◆ What you will do:
Treat the line containing "Per the specification, this detector localizes the sky" as the first line of the answer and the last line of the data as its final line, reproducing every line between exactly.

◆ Data provided:

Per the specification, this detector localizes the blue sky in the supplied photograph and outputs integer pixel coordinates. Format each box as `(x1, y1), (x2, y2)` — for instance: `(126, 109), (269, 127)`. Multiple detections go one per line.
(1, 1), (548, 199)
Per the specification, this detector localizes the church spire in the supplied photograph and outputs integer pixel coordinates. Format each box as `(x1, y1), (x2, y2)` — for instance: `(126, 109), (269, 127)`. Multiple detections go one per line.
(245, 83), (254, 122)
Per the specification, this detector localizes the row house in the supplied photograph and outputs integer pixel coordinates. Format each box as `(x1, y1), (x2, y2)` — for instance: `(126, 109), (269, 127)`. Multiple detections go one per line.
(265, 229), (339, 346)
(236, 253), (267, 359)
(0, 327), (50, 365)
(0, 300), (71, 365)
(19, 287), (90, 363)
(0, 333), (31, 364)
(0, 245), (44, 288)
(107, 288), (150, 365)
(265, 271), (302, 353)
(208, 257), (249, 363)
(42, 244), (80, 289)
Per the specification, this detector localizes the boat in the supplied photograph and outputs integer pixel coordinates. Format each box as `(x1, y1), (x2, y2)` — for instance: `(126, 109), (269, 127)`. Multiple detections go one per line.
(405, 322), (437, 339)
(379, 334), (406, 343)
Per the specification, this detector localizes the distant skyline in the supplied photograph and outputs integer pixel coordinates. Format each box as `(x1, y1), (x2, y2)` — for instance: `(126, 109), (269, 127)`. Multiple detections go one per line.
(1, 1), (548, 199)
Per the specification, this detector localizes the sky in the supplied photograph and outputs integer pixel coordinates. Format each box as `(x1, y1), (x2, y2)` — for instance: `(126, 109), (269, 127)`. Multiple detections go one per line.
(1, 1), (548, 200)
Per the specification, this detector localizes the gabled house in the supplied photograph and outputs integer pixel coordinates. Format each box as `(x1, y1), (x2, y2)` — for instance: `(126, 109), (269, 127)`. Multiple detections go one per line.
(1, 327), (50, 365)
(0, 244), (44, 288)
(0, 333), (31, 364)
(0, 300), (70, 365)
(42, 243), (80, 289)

◆ Worked solution:
Per the specification, this detector localizes the sky in the supplied photograph and outputs integer pixel coordinates. Format each box as `(x1, y1), (x2, y2)` — for instance: `(126, 109), (269, 127)`. Multiple detections go one per line.
(1, 1), (548, 200)
Per the specification, this detector localizes the gabled house in the supplied photograph and outputs integer pixel coordinates. Format each box as `(x1, y1), (x2, y2)` — for instance: `(126, 109), (269, 127)`. Multiple detections go one per line.
(1, 327), (50, 365)
(0, 244), (44, 288)
(0, 333), (31, 364)
(0, 300), (70, 365)
(42, 243), (80, 289)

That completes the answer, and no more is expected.